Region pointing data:
..............................
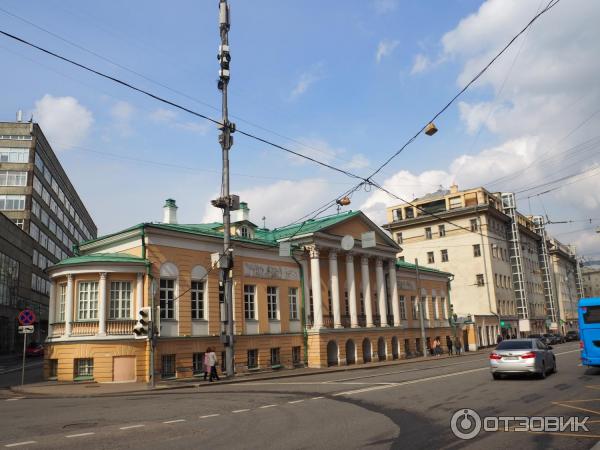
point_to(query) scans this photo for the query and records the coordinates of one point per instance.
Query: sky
(346, 82)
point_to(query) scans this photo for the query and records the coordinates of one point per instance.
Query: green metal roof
(407, 265)
(101, 258)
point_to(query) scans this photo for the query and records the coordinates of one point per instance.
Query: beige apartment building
(495, 253)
..............................
§ TASK: Would you transcribe all of the data exactly, apart from its pictures?

§ SOLVED EXERCISE:
point_to(query) scans this photo for the query and records the coordinates of one point per instance.
Query: sky
(346, 82)
point_to(query) scans this photo for the query and records the coordinates of one point per instance.
Query: green metal roof
(407, 265)
(101, 258)
point_to(query) scans this photo for the query and records the coordinates of one point per instance.
Query: beige apartment building
(495, 253)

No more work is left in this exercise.